Vanda stumbles into the theater from off the street, drenched from a French cloudburst. She curses, stumbles about, pleads. Can’t she get an audition?
Thomas, the adapter/director, has just gotten off the phone, griping to his fiancee that he cannot cast this new play. It needs “a woman.” These days, actresses “sound like 10-year-olds on helium.”
But Vanda, all woman, isn’t who he had in mind. She’s in a bustier, black stockings and leather mini-skirt. The play he’s casting, Venus in Fur, is based on a novel, “not the Lou Reed song.” Her résumé is underwhelming. She doesn’t know what a “divan” (half-sofa) is when directed to it on stage. She’s gauche, snapping her gum as she dives into a huge bag of costumes, makeup, what have you. Vanda is dolled up like this because she was sure this piece was some sort of “S&M thing.”
No, Thomas sputters, losing patience. This is “a great love story, lovers handcuffed at the heart.” Not “S&M porn.”
But the 1870 novel Venus in Furs was by Leopold von Sacher-Masoch. The author’s last name became the inspiration for the word “masochism.” So maybe she’s on the right track, even if he won’t hear it.
Roman Polanski’s film of David Ives’ play is claustrophobic and theatrical, a chamber piece that’s almost a filmed play. It’s just Vanda (Emmanuelle Seigner) and Thomas (Mathieu Amalric) onstage, doing an overlong audition that toys with issues of directorial control, class conflict and sexism.
It’s a playful riff on the material, starting with the casting. Amalric ( Quantum of Solace) is as close to a French-speaking Polanski look-alike as there is. And Seigner is the director’s wife.
Seigner, who worked with Polanski on Frantic and co-starred in The Diving Bell and the Butterfly with Amalric, wears her years in the opening moments. Vanda got her S&M dog collar “from when I was a hooker,” she says. And we can believe it. Unsophisticated, out of her depth, unread, she exhausts Thomas’ sympathy by insisting on donning a costume she dragged with her, on doing vocal exercises before beginning, on dismissing the play that she says her agent just handed her.

◇ ◇ ◇ ◇

[Stated task 1] Collect every line of the entries below that contains the word "cloudy".

Excerpts from point annotation data:
◇ ◇ ◇ ◇

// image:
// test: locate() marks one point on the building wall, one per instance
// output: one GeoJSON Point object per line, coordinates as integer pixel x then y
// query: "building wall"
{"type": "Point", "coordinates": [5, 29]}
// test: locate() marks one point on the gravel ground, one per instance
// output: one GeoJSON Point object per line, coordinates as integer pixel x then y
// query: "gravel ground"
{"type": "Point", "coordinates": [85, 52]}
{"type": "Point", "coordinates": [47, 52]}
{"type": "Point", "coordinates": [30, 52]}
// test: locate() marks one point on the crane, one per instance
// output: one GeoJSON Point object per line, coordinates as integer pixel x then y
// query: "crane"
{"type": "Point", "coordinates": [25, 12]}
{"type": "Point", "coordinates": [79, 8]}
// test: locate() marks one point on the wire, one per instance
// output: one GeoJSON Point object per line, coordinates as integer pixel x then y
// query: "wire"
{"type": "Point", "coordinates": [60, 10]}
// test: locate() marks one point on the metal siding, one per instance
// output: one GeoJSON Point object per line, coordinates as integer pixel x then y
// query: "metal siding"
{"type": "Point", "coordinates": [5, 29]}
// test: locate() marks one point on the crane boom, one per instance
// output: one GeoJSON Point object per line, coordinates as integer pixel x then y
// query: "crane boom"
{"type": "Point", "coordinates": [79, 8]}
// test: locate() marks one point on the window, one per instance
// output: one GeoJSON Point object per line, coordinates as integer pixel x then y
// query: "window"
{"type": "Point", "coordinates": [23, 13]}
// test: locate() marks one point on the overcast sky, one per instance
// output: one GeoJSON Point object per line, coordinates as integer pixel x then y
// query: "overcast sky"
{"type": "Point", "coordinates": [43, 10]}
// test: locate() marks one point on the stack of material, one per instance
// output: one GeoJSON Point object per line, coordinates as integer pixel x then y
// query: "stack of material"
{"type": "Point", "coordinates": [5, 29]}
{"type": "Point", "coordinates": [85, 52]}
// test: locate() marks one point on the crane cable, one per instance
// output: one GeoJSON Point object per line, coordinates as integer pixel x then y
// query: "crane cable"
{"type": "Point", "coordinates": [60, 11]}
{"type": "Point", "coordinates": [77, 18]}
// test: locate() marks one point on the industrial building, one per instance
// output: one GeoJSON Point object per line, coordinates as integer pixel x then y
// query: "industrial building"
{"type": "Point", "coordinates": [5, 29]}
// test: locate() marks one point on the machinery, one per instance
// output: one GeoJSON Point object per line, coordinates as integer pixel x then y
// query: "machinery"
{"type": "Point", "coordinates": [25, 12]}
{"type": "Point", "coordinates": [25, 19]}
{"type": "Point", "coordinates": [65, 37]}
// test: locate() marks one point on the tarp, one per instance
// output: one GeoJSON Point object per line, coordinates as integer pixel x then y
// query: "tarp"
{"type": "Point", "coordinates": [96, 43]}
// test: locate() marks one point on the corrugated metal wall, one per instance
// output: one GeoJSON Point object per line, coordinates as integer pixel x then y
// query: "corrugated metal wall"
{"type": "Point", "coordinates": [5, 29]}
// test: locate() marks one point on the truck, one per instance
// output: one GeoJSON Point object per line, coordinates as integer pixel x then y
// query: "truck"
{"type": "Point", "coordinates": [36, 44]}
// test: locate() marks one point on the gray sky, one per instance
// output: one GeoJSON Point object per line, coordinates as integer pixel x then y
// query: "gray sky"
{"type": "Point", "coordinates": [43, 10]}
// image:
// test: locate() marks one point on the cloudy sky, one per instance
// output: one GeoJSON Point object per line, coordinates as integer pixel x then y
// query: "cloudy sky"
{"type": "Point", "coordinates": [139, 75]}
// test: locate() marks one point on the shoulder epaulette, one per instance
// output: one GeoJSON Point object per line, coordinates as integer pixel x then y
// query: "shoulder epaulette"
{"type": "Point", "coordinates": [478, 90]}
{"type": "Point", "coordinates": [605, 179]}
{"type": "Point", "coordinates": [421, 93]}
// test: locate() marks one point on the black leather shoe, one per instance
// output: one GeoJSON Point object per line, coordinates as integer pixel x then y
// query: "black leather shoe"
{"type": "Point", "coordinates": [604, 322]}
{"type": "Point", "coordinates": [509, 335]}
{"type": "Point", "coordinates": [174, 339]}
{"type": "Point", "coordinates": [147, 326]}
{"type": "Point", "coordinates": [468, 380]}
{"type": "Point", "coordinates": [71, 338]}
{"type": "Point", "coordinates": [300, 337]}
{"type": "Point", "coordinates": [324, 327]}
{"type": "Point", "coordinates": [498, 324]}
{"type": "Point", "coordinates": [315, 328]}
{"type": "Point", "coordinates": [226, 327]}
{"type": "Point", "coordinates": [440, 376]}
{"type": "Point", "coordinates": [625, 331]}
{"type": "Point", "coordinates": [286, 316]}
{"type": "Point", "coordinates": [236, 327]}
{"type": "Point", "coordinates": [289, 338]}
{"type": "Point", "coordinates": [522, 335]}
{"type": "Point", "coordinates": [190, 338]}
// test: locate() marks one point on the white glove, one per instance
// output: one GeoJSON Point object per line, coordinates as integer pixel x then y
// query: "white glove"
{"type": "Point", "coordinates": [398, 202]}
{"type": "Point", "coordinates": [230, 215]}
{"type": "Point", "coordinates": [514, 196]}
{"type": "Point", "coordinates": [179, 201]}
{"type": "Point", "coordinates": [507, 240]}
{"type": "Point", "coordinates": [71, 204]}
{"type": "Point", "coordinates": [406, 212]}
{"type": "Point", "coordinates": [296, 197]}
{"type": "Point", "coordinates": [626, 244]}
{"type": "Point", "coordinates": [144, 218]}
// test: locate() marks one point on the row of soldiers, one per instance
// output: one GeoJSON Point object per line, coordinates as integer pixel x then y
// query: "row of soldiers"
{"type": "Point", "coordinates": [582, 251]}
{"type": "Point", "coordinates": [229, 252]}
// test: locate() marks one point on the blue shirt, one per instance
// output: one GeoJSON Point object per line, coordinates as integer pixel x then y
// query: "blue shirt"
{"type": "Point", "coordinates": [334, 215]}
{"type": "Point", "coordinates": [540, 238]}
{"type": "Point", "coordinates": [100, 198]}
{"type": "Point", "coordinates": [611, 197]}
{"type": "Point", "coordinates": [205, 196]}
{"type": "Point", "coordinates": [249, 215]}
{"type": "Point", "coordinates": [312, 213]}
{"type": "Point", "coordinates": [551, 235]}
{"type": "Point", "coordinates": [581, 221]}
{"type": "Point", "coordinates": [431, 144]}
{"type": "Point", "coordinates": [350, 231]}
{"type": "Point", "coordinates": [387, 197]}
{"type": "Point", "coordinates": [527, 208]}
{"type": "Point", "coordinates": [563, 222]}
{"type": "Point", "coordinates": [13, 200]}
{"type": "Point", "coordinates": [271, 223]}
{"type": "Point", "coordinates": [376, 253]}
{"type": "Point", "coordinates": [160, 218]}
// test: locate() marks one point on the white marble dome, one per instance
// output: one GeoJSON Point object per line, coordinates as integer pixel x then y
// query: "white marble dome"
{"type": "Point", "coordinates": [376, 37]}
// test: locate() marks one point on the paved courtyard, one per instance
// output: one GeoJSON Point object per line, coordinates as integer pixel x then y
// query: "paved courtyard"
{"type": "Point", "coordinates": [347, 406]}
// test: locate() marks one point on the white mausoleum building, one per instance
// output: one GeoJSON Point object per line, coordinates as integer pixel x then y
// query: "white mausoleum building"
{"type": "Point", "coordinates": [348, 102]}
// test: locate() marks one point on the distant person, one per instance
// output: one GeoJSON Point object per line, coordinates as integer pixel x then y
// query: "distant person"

◇ ◇ ◇ ◇

[Stated task 2] Condense the paragraph of the review that begins "But Vanda, all woman" into a short bulleted list that keeps its main facts.

[Expected answer 1]
// test: locate() marks one point on the cloudy sky, one per instance
// query: "cloudy sky"

[Expected answer 2]
- Vanda is not the woman Thomas had in mind.
- She wears a bustier, black stockings and a leather mini-skirt.
- The play he is casting, Venus in Fur, is based on a novel, not the Lou Reed song.
- Her résumé is underwhelming.
- When directed to a "divan" (half-sofa) on stage, she doesn't know what it is.
- She is gauche, snapping her gum as she digs through a huge bag of costumes and makeup.
- She dressed this way because she was sure the piece was some sort of "S&M thing."